# Text shown start

7 National Parks that Allow You to Hike with Your Dog

A yellow lab panting while laying in green grass with yellow-lit trees in the background

Are you and your dog looking forward to hitting the hiking trails or going camping this summer? America's National Parks are a great place to camp and hike with your dog! There are a lot of Parks to choose from, but some are more dog-friendly than others. That's why we've rounded up seven National Parks that both you and your pup will enjoy. 

Rules regarding pets vary by location but, according to the National Park Service, dogs are generally allowed "in developed areas, on many trails and campgrounds." One rule applies to all National Parks — pets must be restrained at all times by a leash that's no more than 6 feet long.

To make planning your visit easier, these dog-friendly National Parks are listed in alphabetical order by state. Before heading out with your best pal, be sure to check the specific website for that National Park for the latest information about trail closures and pet restrictions.


Much of Arizona is hot, rugged, and sparsely populated. It's also spectacularly beautiful, especially in early spring when the desert bursts into magnificent bloom. 

Grand Canyon National Park

This 'grand' park in northern Arizona is very dog-friendly. As long as you and your pup don't head down to the bottom, that is! Dogs are allowed on all the trails along the popular South Rim, as well as in the Mather and Desert View Campgrounds. They're also allowed along the quieter North Rim's bridle trail when it's open (the entire North Rim is closed in winter).

Note: The heat and elevation (6,800') can affect both you and your pet. Always take plenty of water, know the signs of heat stress and altitude sickness, and consider treating your dog to a cooling vest and protective boots. Yes, those paved trails along the rim do get hot enough to fry an egg during an Arizona summer!

Pets are not allowed below the canyon rim, on the shuttle buses, or inside any of the Park buildings.

Petrified Forest National Park

Historic Route 66 runs through the extraordinary Petrified Forest National Park, which extends into the spectacular Painted Desert on the north. It's a worthwhile detour if you plan on visiting the Grand Canyon. This wondrous landscape is made up of ancient petrified trees and colorful badlands.

This National Park is pretty special in that dogs are allowed anywhere except inside the buildings. All the trails and even the backcountry areas are open for you to hike with your dog. Just don't let him gnaw on any sticks or old bones he finds. He's apt to break a tooth — this is the Petrified Forest, after all, and it's also home to an abundance of fossils!

The best time to visit is during the cooler winter or very early spring. Make sure you bring plenty of water because it will still be warm — just not blazing hot. Always keep your pet leashed and watch out for wildlife.


The sheer size of California means there's a lot for you and your dog to explore. 

Joshua Tree National Park

This National Park, named after the unique Joshua trees that live here, makes for some great hiking with your dog. Just not along the hiking trails! That's right, dogs aren't allowed on the actual hiking trails. However, they are welcome along the many miles of unpaved (and little used) roads throughout the Park. The Park Rangers will even help you choose a road that matches your desire for scenery and your hiking ability (some are more rugged than others).

# Text shown end

**Direction A:**
Condense the paragraph in the article on hiking with dogs that begins "This 'grand' park in northern Arizona" into a short bulleted list that keeps its main facts.
**Direction B:**
Please translate this sentence from the article on hiking with dogs into Spanish: "Pets are not allowed below the canyon rim, on the shuttle buses, or inside any of the Park buildings."
**Direction C:**
For each statement, answer yes or no according to the article on hiking with dogs, and quote the words that decide it: (i) Every National Park requires a pet leash no longer than 6 feet. (ii) Dogs may walk the hiking trails at Joshua Tree National Park. (iii) Dogs may go into the backcountry at Petrified Forest National Park.

# Material provided start

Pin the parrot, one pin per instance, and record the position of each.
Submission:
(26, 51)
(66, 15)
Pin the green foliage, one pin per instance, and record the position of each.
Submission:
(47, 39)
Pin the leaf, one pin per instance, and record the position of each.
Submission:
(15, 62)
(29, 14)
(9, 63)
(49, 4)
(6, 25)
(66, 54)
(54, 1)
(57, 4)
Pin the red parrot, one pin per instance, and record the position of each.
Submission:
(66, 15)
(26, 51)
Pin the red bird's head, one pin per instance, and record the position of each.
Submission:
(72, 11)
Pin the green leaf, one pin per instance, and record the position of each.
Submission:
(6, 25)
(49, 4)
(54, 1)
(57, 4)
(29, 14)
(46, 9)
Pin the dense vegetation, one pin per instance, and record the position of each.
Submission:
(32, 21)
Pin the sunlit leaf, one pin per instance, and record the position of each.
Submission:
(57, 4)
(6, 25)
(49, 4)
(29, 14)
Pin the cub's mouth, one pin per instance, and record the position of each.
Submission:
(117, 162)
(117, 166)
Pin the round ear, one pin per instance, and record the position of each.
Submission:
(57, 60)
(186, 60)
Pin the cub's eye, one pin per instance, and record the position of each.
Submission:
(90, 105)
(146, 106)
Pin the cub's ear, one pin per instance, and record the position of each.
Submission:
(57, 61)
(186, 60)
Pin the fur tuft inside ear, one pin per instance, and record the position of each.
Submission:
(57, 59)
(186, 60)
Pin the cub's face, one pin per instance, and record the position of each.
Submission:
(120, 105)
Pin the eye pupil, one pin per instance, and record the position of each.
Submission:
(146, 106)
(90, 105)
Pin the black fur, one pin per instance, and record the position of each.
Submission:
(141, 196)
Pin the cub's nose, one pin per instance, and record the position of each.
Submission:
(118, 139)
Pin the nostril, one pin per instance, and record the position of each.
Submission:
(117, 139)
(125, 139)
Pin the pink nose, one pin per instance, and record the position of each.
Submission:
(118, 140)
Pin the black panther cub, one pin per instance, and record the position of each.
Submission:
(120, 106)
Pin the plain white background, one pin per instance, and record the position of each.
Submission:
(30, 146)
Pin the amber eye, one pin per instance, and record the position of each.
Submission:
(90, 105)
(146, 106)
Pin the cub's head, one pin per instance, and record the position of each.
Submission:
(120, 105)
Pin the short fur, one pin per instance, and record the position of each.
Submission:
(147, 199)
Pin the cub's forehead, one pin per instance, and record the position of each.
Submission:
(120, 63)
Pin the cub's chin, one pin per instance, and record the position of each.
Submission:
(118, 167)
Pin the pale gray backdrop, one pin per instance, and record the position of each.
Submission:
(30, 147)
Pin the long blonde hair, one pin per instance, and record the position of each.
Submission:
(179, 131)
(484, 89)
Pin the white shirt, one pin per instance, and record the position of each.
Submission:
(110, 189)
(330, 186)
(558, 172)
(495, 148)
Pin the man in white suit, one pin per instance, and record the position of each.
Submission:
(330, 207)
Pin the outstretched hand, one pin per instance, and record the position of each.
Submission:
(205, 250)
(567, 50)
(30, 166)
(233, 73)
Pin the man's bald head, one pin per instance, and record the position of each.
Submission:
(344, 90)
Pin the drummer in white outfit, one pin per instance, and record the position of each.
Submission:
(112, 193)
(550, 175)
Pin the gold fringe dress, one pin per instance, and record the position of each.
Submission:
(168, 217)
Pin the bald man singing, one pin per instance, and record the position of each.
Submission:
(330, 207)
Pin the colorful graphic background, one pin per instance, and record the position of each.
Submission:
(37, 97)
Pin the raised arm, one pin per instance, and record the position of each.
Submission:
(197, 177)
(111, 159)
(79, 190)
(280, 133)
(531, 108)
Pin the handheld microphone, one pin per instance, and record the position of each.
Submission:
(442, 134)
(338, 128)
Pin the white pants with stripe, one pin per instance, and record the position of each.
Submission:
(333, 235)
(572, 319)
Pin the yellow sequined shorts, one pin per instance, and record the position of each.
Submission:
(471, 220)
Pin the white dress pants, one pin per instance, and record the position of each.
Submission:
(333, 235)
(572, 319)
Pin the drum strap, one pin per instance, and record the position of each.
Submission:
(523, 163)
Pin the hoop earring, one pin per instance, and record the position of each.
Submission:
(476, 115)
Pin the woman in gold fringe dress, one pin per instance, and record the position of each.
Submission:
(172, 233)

# Material provided end

**Complete output A:**
- The Grand Canyon park in northern Arizona is very dog-friendly, as long as you and your dog don't go down to the bottom.
- Dogs are allowed on all trails along the South Rim.
- Dogs are allowed in the Mather and Desert View Campgrounds.
- On the North Rim, dogs may use the bridle trail when it is open.
- The entire North Rim is closed in winter.

**Complete output B:**
No se permiten mascotas por debajo del borde del cañón, en los autobuses lanzadera ni dentro de ninguno de los edificios del Parque.

**Complete output C:**
(i) Yes: "One rule applies to all National Parks — pets must be restrained at all times by a leash that's no more than 6 feet long."
(ii) No: "dogs aren't allowed on the actual hiking trails."
(iii) Yes: "All the trails and even the backcountry areas are open for you to hike with your dog."